So, if you need support, it’s not generally there within the industry, but within the Builders Mentoring Program, there’s an amazing amount of support. If you’ve got a question you don’t quite understand or you’ve got a circumstance you can’t quite deal with, (a) you’ve got a mentor you can talk to, or (b) you can talk to other builders within the group and that in itself is a revelation because that doesn’t happen in our industry.
We don’t get together and have coffees like a lot of other industries do and talk about the problems within their industries. Knowing that there are other builders who might have great resolutions to their problems just means that you’ve got more access to good information. So, you can be more professional.
Yesterday I got an awful lot out of the MasterMind activity we did. That’s the activity where we get onto the sales process. We started the Mentor Mastermind 12 months ago, but I got a lot out of that one yesterday. It was really helpful. I was probably halfway through, sitting there thinking, “When Helen gets back, we’re going to sit down and watch that video and pause it, and get it right.” I said, “Let’s start nutting this out. I reckon that’s going to add at least another 20% to our bottom line.”.

#### GOAL OF THE EXERCISE:
Reproduce the stretch of the Builders Mentoring Program passage from "So, if you need" through "be more professional.".

#### DATA ROWS:
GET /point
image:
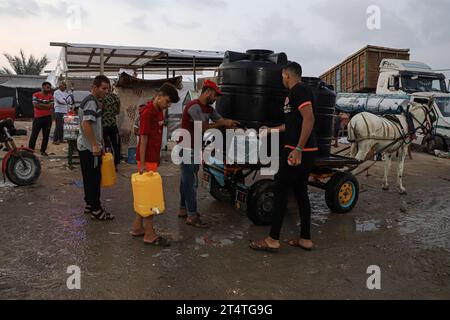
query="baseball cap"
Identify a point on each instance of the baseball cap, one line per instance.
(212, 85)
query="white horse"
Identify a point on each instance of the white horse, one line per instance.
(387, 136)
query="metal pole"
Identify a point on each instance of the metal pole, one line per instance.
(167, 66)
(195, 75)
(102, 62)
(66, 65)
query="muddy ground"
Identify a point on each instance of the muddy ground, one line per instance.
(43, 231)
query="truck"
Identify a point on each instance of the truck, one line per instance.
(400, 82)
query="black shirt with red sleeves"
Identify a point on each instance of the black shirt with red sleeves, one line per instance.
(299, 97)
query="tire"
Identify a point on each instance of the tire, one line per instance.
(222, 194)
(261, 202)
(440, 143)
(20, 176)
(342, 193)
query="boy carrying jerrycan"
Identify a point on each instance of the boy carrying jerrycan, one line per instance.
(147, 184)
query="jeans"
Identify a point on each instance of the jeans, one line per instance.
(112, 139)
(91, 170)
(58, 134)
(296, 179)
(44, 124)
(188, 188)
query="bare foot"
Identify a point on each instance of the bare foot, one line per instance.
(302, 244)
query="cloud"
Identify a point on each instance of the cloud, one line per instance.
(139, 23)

...

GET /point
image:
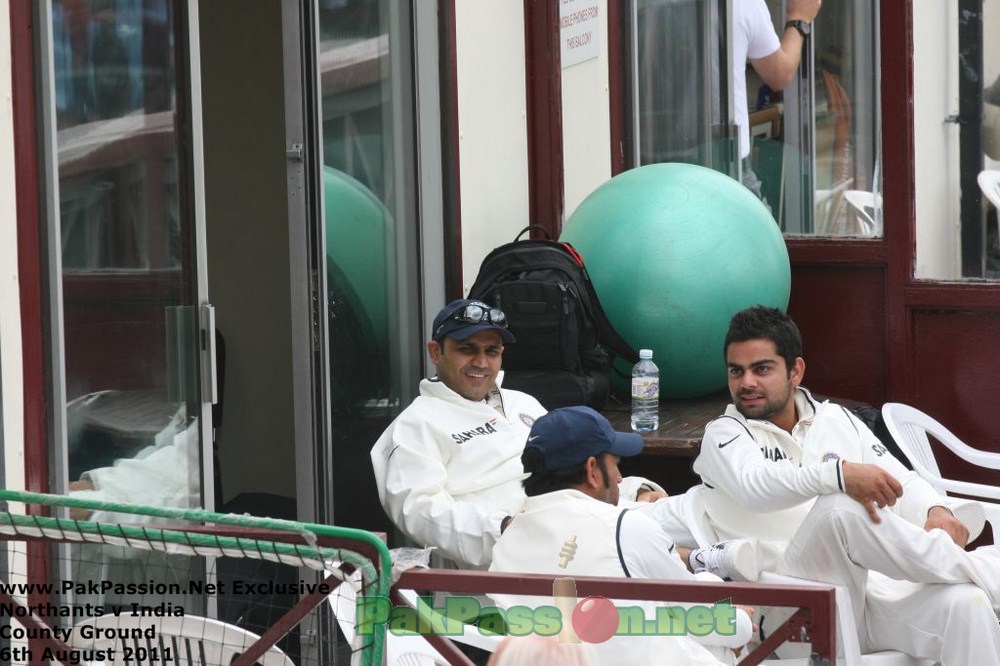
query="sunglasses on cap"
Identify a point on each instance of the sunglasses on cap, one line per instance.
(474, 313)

#### COMPLETED EXERCISE:
So, if you need support, it’s not generally there within the industry, but within the Builders Mentoring Program, there’s an amazing amount of support. If you’ve got a question you don’t quite understand or you’ve got a circumstance you can’t quite deal with, (a) you’ve got a mentor you can talk to, or (b) you can talk to other builders within the group and that in itself is a revelation because that doesn’t happen in our industry.
We don’t get together and have coffees like a lot of other industries do and talk about the problems within their industries. Knowing that there are other builders who might have great resolutions to their problems just means that you’ve got more access to good information. So, you can be more professional.